__ACTION ITEM__. Search each line of the data for the word "target"; copy every line where it is found.

[[ DATA SECTION, beginning ]]

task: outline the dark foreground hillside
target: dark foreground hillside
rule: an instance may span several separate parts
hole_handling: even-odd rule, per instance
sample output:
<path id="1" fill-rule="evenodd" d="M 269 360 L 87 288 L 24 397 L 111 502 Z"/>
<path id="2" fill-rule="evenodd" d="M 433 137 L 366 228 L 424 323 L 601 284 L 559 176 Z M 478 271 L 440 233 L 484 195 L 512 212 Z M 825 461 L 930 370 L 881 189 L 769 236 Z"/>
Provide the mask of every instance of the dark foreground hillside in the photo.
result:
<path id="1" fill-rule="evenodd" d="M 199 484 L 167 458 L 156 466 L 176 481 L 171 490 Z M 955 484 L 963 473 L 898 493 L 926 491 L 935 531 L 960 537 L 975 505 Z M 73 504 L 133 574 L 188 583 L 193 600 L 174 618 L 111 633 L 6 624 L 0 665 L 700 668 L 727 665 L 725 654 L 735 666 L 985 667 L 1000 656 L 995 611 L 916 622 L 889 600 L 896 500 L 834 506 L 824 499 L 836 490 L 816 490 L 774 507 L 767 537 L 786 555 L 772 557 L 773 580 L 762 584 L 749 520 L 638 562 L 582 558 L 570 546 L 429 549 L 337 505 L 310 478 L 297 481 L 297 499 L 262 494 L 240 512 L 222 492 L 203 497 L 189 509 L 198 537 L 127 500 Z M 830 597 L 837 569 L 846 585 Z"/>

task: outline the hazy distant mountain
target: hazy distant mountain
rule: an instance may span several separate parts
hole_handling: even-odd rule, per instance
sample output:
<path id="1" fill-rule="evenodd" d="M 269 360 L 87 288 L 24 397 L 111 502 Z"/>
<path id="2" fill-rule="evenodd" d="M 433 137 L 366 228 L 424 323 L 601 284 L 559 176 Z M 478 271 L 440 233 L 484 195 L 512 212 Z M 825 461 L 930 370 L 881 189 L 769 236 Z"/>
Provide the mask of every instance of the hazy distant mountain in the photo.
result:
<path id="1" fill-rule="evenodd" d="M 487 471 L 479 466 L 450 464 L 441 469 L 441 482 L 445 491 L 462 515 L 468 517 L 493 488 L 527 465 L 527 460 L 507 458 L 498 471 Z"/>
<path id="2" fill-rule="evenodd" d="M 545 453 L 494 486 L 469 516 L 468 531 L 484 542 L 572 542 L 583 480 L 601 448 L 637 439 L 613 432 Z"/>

[[ DATA SECTION, end ]]
[[ DATA SECTION, beginning ]]

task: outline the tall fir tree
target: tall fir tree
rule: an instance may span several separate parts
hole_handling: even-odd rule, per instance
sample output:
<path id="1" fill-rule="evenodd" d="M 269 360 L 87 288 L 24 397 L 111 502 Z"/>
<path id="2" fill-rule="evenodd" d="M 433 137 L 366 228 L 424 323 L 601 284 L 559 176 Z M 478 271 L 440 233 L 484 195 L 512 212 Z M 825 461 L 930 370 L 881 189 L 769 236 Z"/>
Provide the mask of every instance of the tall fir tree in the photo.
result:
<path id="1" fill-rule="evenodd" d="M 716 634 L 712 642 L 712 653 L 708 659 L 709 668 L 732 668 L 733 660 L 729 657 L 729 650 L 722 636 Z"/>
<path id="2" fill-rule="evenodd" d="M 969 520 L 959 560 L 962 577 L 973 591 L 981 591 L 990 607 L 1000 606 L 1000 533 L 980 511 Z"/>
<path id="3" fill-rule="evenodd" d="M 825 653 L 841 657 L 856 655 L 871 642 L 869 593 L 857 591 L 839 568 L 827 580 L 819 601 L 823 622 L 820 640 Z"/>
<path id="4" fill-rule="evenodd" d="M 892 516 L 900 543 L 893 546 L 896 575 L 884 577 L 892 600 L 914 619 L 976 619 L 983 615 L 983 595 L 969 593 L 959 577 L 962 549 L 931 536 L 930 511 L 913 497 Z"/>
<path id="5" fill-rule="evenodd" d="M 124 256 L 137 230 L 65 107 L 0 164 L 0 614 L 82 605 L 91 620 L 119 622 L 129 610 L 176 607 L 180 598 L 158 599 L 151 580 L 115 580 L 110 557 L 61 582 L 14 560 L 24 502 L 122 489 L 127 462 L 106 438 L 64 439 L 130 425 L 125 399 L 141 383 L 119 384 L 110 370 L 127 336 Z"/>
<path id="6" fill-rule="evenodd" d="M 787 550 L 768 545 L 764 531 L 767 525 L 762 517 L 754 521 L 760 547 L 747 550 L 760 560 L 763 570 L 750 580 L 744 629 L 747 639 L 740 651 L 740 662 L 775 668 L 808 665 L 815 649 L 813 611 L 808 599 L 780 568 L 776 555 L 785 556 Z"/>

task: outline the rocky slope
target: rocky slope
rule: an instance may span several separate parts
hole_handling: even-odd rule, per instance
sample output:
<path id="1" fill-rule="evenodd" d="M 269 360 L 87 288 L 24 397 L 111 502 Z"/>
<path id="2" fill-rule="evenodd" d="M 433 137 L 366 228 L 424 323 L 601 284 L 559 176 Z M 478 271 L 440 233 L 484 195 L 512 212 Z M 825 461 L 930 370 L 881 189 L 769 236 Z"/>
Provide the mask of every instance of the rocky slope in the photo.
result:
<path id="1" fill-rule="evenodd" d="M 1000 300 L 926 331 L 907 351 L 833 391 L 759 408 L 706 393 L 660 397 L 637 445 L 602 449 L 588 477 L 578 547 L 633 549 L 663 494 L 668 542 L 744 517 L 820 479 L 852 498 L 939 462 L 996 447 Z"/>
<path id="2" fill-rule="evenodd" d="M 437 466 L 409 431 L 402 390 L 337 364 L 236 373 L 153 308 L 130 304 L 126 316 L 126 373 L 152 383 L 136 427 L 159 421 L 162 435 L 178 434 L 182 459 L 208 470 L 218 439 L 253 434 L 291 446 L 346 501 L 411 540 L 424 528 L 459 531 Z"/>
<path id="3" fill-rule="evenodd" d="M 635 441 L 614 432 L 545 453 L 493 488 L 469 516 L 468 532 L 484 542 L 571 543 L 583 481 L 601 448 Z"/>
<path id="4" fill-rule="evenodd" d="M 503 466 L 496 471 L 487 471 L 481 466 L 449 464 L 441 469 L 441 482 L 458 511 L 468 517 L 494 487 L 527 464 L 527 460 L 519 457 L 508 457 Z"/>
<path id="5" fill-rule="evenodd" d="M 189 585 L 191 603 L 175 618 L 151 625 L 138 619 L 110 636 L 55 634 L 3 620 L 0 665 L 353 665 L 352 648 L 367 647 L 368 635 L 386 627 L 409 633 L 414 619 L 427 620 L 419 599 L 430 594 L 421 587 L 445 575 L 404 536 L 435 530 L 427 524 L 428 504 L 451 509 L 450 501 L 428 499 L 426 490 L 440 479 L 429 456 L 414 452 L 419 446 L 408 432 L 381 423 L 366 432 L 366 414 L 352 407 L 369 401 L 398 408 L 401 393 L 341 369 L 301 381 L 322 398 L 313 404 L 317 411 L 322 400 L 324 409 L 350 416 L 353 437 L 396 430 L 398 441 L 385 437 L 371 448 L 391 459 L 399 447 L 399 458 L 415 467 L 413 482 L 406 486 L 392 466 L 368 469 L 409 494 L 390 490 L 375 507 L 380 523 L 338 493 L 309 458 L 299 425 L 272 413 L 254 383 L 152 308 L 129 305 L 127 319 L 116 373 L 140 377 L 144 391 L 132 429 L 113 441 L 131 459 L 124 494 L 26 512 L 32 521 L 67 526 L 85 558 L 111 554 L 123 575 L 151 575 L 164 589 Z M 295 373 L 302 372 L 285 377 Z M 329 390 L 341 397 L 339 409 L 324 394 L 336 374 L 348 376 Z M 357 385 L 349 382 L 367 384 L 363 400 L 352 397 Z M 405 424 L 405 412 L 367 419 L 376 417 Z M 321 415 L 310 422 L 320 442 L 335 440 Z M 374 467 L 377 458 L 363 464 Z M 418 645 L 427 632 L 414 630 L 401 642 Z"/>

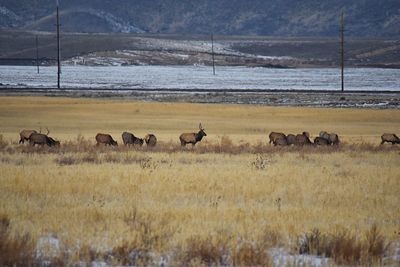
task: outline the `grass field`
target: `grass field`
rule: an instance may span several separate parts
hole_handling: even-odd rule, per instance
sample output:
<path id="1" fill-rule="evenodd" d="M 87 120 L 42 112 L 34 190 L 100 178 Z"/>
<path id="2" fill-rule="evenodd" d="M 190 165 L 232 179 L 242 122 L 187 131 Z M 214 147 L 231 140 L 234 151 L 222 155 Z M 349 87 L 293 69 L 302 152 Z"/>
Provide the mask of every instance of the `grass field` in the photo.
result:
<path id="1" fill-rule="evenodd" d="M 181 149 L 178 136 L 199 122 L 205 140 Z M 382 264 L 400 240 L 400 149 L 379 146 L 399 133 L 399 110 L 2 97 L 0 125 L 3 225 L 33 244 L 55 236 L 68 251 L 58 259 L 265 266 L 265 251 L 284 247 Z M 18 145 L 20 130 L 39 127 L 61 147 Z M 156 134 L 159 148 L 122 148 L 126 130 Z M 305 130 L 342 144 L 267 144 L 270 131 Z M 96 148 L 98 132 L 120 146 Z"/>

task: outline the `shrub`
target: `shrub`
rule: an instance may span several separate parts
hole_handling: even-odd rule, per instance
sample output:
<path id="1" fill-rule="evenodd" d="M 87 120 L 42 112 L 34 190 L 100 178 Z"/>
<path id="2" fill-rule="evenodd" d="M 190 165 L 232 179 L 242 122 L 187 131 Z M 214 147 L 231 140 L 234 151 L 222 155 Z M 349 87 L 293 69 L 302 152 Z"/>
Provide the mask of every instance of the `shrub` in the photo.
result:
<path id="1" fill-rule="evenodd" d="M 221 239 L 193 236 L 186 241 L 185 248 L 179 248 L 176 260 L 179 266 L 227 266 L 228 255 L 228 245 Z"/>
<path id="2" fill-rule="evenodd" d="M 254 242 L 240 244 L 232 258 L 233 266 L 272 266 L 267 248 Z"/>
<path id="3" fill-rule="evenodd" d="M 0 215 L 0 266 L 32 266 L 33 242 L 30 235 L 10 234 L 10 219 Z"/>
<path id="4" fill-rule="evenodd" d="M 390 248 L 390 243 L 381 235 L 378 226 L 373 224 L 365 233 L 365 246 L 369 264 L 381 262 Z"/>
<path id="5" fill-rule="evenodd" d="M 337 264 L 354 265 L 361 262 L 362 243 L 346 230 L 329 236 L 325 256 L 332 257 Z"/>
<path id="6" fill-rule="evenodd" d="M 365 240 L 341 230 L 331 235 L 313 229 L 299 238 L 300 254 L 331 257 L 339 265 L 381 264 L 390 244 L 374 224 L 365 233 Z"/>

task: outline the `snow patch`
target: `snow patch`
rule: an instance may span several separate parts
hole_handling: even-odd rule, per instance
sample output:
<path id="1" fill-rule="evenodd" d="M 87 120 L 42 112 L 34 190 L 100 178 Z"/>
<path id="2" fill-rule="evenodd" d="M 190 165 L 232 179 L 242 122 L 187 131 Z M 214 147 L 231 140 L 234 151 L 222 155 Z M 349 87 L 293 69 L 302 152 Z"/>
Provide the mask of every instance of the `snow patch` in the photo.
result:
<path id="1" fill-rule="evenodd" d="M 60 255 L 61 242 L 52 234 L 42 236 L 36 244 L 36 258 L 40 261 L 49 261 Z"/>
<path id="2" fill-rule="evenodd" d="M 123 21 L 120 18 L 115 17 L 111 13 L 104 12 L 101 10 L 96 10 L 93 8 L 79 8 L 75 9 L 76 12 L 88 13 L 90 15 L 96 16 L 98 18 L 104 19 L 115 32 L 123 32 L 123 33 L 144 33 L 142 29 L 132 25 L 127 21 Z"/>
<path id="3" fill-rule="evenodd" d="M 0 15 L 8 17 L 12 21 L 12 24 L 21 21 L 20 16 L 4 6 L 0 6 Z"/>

[[ DATA SECTION, end ]]
[[ DATA SECTION, beginning ]]

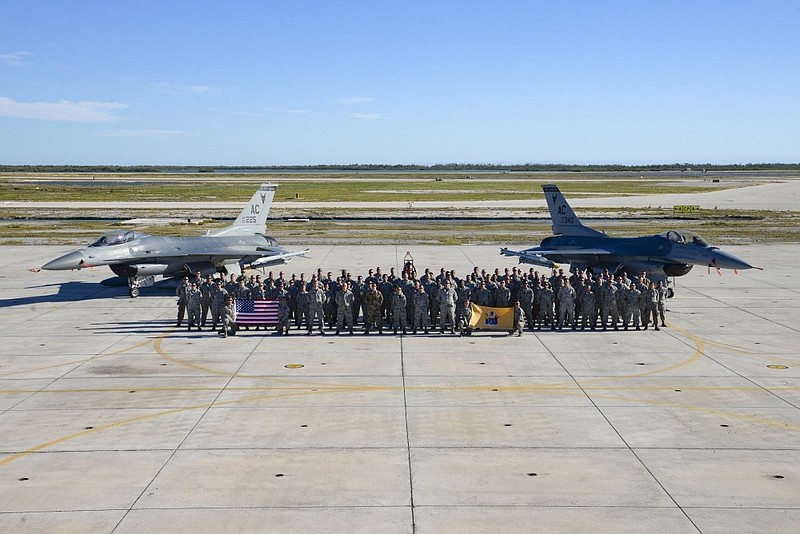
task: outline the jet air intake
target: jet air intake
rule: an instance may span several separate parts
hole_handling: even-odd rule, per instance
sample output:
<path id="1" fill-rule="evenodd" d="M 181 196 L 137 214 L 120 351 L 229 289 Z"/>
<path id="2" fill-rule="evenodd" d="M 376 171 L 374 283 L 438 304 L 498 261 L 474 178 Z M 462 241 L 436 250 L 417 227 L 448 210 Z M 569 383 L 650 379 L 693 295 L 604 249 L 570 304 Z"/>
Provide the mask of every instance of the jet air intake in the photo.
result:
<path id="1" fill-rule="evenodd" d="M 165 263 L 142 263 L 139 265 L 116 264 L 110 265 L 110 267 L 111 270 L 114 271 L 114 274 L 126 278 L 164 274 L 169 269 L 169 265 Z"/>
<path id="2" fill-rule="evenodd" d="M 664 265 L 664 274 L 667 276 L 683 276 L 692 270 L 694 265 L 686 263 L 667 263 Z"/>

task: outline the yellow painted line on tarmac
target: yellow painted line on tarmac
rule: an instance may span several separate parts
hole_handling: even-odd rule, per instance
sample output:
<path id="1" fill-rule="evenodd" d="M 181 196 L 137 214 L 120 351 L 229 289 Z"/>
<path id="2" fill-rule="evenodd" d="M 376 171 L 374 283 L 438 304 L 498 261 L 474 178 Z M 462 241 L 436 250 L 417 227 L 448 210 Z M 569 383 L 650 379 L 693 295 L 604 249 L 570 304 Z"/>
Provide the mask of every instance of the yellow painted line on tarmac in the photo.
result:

[[ DATA SECTION, end ]]

__SOLVED PROBLEM__.
target: dark foreground hillside
target: hazy distant mountain
target: tall fir tree
target: rocky slope
target: `grass field`
target: `shrub`
target: `snow patch`
target: jet air intake
target: yellow painted line on tarmac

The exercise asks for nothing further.